0

When I trained ANN model, sometime training set has high R-square but testing set has low R-square. How to explain this situation? Is there any over-fitting problem? (Show in figure) Regression

enter image description here

Jeffrey
  • 5
  • 5

2 Answers2

1

In addition to what written by @enricoanderlini, I would also point out that there don't seem to be many datapoints in your test set. Having a (small) number of points, exposes you, even more, to the impact of leverage / influential points (you can also read about it here). With regards to this, @enricoanderlini is correct when he suggests cross-validation.

Interestingly, while the focus is often on model capacity (degrees of freedom), your set-up highlights that ANN calibration, in a train-validate-test pipeline, is "hungrier" of datapoints than, say, just a OLS with a train-test split.

IcannotFixThis
  • 1,151
  • 7
  • 20
0

The results seem to suggest overfitting is a problem at the moment.

Have you tried to select the training, validation and test sets differently? What I mean is, choose a number of different sets, say 5-10, from the whole data set you have. This way if you observe the same behaviour with all of them you know you have to redesign the NN.

If overfitting is a problem, you may want to decrease the number of neurons.

::::::::

◆ Request 1
Update the entries from the line containing "compact form (92,51)." through the end of the entries, inclusive, by writing those lines out again with "sidewalk" replaced by "footpath" and everything else unchanged.

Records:
::::::::

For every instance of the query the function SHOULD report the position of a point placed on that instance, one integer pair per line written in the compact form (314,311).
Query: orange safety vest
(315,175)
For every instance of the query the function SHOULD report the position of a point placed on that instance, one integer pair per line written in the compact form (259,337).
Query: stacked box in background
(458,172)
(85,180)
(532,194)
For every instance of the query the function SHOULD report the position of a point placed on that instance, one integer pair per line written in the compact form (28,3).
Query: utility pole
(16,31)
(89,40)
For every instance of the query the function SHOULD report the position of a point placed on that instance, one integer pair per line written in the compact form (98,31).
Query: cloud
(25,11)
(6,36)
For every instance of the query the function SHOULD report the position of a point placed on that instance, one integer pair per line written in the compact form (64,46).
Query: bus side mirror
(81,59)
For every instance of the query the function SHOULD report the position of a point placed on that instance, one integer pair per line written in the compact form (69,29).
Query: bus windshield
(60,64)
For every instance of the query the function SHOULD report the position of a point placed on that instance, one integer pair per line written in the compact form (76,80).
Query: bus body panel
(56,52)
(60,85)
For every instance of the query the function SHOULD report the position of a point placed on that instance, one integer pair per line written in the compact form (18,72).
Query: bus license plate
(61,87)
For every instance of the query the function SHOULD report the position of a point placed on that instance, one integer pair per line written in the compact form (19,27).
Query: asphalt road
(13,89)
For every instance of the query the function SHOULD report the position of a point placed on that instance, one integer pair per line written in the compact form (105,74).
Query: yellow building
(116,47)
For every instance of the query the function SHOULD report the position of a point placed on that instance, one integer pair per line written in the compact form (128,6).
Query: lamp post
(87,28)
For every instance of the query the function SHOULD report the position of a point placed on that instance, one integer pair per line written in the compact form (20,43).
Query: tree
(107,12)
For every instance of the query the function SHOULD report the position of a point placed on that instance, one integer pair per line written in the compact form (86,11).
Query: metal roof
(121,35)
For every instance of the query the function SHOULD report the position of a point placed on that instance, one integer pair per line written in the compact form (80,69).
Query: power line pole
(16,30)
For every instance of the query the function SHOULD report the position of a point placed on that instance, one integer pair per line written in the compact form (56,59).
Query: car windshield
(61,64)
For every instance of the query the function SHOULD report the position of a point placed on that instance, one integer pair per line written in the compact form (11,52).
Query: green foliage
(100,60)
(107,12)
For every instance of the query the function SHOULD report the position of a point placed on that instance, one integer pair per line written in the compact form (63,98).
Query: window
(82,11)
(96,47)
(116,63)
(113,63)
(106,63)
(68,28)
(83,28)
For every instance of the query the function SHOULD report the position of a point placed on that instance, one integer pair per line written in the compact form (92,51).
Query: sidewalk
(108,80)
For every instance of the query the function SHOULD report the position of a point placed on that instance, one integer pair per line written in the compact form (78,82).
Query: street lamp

::::::::

◆ Request 2
List every username that appears in the forum thread about ANN overfitting.

◆ Written response 1
For every instance of the query the function SHOULD report the position of a point placed on that instance, one integer pair per line written in the compact form (92,51).
Query: footpath
(108,80)
For every instance of the query the function SHOULD report the position of a point placed on that instance, one integer pair per line written in the compact form (78,82).
Query: street lamp

◆ Written response 2
Jeffrey
IcannotFixThis
enricoanderlini